[Begin Data for the task]
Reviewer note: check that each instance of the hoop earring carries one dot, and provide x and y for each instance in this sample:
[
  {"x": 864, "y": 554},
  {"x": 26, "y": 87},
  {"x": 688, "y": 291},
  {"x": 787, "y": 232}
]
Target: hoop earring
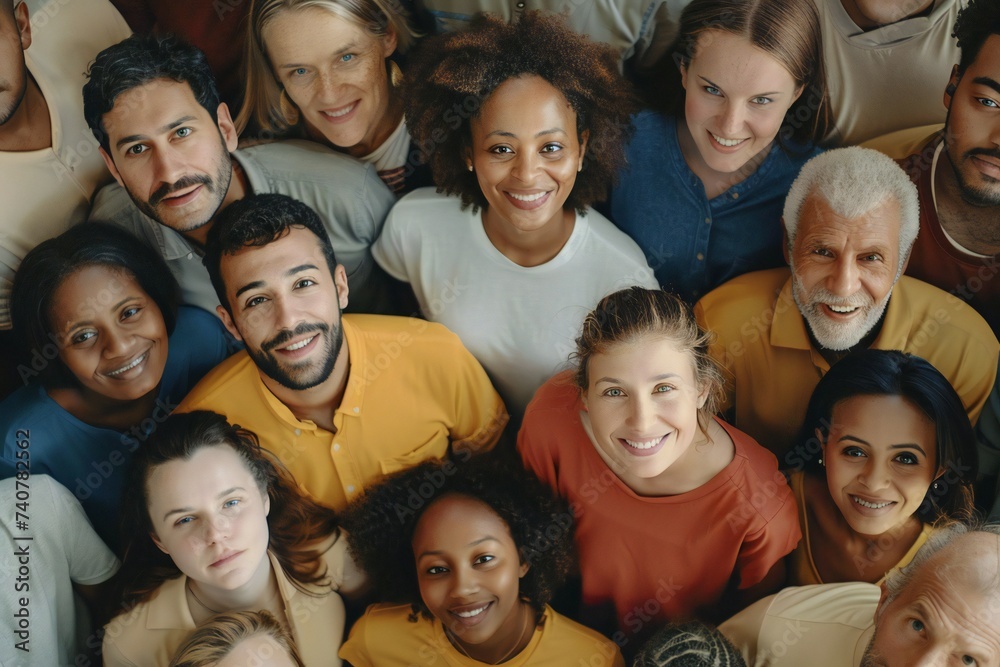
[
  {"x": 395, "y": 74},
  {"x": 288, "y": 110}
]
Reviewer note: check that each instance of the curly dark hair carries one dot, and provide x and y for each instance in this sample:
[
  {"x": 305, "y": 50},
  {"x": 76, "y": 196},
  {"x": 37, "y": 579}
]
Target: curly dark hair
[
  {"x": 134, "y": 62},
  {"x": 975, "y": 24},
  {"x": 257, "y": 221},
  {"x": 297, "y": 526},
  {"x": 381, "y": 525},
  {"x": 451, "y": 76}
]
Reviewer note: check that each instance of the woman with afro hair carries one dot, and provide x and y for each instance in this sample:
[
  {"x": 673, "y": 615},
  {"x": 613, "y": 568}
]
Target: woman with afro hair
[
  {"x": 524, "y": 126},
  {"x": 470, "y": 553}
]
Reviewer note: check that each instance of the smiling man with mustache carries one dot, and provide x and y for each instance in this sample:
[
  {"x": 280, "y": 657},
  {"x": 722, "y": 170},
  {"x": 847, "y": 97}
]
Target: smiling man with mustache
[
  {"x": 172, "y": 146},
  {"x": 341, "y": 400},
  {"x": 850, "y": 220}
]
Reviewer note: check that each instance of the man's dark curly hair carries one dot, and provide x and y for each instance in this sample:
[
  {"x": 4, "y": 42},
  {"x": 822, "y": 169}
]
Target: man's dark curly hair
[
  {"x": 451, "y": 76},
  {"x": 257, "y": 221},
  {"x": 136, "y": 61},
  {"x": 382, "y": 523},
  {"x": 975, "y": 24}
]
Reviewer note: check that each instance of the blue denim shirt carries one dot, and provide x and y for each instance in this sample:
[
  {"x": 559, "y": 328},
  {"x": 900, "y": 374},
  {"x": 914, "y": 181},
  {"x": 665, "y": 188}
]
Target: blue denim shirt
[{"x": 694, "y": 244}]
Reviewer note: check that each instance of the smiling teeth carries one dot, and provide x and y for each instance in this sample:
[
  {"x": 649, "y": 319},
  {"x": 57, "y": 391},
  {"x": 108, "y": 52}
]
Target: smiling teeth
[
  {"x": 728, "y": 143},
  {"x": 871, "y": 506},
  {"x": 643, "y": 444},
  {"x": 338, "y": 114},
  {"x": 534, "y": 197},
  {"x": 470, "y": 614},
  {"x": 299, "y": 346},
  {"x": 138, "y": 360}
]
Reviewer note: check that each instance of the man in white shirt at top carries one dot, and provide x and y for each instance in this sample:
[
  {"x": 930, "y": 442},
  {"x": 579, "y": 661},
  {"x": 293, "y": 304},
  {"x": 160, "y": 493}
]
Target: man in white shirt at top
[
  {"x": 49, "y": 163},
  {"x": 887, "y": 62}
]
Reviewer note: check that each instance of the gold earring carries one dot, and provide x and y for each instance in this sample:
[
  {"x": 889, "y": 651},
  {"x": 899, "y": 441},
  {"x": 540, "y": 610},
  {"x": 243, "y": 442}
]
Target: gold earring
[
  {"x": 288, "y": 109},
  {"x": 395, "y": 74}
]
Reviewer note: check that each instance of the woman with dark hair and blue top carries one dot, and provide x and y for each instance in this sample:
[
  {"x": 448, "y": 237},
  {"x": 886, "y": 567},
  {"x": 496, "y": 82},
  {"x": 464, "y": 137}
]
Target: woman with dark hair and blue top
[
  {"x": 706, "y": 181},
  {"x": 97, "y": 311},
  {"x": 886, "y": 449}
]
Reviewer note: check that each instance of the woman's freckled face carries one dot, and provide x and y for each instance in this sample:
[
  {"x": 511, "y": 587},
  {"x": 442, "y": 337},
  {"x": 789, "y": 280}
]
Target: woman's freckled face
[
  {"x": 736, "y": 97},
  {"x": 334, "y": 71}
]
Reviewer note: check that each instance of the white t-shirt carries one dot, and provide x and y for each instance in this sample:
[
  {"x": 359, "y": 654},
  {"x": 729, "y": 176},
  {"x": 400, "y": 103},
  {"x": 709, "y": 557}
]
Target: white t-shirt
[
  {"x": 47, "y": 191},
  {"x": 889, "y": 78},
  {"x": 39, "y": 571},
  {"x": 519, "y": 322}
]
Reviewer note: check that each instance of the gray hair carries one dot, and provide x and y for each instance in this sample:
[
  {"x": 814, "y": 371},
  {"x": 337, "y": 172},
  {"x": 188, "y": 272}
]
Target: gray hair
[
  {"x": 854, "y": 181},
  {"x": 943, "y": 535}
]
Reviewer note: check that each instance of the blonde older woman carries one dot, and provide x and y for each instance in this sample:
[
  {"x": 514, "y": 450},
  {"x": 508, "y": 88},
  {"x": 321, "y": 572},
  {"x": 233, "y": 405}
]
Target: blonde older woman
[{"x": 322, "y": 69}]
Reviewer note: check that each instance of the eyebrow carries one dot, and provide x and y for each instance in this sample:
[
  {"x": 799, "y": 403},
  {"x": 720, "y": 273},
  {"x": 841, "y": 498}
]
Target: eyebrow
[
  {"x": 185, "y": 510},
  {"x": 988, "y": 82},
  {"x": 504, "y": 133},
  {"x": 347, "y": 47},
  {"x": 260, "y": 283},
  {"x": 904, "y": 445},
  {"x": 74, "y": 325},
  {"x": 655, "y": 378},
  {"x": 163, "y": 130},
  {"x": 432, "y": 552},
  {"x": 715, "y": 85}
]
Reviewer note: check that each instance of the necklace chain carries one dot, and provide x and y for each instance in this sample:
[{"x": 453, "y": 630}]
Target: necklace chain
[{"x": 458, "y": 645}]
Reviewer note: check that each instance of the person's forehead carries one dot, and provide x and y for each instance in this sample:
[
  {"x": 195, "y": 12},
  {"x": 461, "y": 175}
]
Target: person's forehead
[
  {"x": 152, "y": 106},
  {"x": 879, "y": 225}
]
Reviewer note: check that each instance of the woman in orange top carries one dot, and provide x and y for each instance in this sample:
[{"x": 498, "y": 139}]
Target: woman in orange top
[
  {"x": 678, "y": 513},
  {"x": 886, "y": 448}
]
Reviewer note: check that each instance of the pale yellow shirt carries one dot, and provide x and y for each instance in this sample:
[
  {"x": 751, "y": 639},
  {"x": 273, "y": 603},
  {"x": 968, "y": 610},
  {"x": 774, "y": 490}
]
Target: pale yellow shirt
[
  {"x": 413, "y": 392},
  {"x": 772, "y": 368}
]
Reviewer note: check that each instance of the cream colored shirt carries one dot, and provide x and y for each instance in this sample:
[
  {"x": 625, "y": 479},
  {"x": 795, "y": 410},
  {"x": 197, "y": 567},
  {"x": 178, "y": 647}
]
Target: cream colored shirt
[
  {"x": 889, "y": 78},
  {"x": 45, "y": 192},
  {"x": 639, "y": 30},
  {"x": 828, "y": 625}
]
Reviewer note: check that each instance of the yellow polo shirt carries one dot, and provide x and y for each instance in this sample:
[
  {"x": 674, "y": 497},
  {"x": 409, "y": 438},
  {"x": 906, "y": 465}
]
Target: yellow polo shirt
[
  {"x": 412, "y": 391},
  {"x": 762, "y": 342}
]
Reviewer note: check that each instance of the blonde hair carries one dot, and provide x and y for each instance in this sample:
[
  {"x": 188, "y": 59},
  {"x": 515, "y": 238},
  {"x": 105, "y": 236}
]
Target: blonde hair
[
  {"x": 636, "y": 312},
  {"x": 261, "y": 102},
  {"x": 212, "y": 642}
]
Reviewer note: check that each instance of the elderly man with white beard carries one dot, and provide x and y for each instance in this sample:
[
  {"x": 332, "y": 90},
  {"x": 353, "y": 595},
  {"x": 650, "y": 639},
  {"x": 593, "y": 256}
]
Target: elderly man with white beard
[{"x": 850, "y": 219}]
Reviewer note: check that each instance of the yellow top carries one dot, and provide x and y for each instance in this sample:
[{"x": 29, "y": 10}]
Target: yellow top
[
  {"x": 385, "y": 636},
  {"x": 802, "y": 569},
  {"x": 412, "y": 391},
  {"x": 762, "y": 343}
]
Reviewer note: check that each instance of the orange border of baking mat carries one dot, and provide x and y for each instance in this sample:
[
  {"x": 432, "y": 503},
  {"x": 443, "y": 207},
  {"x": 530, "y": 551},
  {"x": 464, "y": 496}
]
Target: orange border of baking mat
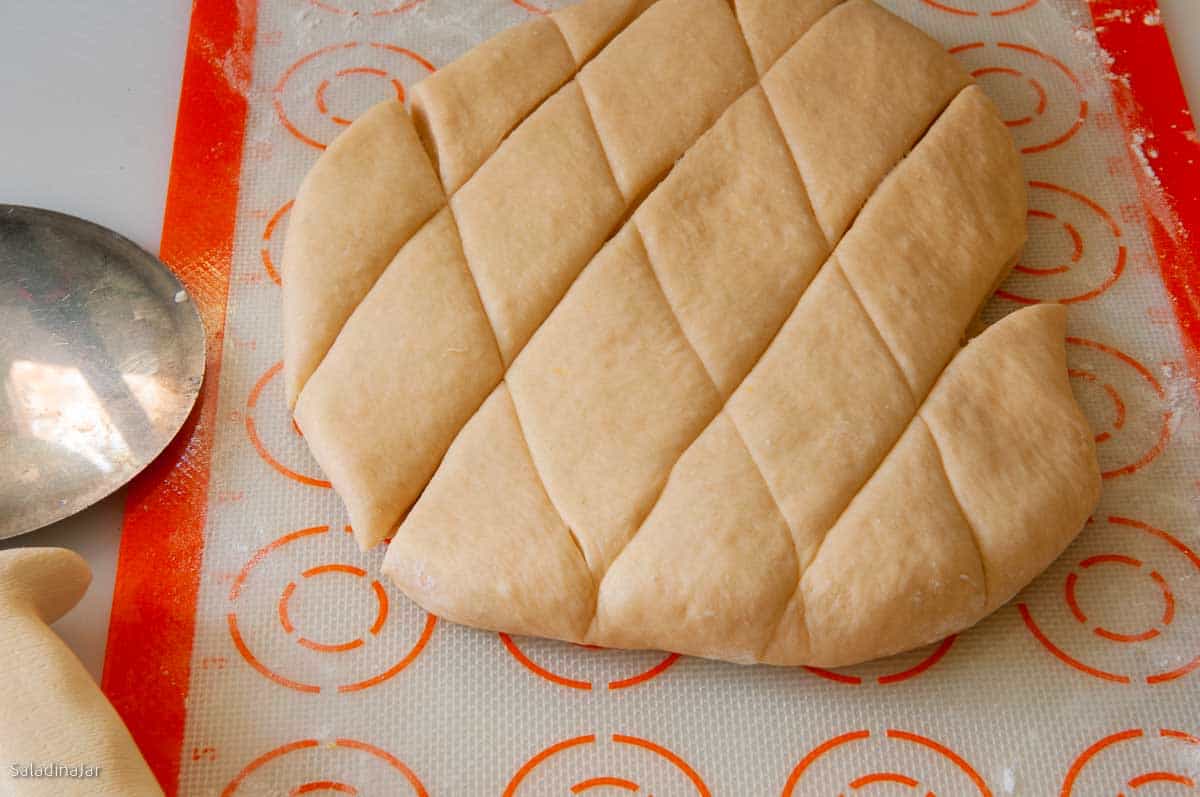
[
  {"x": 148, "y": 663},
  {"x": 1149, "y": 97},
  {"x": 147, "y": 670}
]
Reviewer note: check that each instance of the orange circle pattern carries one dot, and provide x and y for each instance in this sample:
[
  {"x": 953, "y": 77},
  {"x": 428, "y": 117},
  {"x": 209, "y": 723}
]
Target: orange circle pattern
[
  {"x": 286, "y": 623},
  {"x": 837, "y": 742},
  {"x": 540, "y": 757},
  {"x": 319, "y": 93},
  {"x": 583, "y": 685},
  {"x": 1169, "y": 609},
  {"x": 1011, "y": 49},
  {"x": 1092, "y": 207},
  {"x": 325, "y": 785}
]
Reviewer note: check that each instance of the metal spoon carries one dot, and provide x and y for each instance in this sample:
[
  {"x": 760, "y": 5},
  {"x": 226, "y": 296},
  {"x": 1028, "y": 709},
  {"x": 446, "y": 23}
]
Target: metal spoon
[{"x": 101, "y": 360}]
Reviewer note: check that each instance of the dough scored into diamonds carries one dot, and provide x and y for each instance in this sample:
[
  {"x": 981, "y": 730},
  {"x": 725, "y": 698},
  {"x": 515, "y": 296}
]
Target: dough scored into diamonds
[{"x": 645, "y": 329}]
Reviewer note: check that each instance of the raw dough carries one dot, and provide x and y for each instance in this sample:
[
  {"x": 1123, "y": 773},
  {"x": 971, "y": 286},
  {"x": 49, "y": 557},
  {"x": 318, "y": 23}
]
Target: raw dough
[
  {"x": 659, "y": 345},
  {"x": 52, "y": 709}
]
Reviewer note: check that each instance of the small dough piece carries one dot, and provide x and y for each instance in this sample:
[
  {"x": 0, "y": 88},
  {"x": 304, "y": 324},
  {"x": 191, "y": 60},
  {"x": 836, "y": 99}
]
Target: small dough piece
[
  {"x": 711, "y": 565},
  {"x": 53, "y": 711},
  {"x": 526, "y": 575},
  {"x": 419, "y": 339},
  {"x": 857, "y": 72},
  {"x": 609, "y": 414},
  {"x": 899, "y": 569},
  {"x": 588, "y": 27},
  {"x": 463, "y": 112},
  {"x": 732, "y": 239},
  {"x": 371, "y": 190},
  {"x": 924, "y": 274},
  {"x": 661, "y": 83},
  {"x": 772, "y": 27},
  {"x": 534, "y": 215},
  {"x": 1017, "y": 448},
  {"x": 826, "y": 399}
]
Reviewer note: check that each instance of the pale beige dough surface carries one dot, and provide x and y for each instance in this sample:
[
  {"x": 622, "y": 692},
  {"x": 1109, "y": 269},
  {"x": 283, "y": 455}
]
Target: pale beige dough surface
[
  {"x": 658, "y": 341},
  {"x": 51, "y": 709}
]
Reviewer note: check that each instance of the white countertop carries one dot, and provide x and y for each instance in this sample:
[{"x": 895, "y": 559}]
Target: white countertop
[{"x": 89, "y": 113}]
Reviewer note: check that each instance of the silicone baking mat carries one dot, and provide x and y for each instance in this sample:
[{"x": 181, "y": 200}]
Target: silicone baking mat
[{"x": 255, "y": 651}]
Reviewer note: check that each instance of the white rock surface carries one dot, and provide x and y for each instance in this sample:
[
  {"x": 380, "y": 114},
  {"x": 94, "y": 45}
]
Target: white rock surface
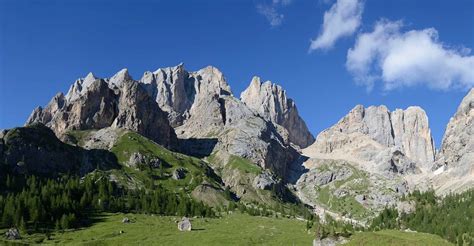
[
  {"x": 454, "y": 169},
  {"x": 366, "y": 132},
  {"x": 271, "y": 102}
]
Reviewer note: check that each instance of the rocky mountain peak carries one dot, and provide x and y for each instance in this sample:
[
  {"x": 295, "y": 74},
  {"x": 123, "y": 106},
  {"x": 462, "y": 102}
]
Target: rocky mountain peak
[End Data for the task]
→ **Exercise task**:
Retype word for word the span of lines above that begins with the line containing "Reviewer note: check that each instance of the white countertop" and ends with the last line of the records; skip all pictures.

→ **Answer to this task**:
Reviewer note: check that each instance of the white countertop carries one dot, and provide x and y for each instance in this sample:
[{"x": 895, "y": 559}]
Target: white countertop
[{"x": 89, "y": 113}]
Reviewer note: check that each instance of the silicone baking mat carries one dot, and provide x and y for each instance in this sample:
[{"x": 181, "y": 200}]
Target: silicone baking mat
[{"x": 255, "y": 651}]
Reviewer note: check that each instance of the white rock surface carries one dot, and provide x and y for each instance in this sample:
[
  {"x": 380, "y": 114},
  {"x": 94, "y": 45}
]
Target: white rock surface
[
  {"x": 454, "y": 169},
  {"x": 366, "y": 132},
  {"x": 271, "y": 102}
]
Reviewer note: check that each instance of the rocky mountain peak carries one dot, and provide x and y for each instance in this sample:
[
  {"x": 295, "y": 74},
  {"x": 123, "y": 106},
  {"x": 462, "y": 102}
]
Target: rocky mountain peak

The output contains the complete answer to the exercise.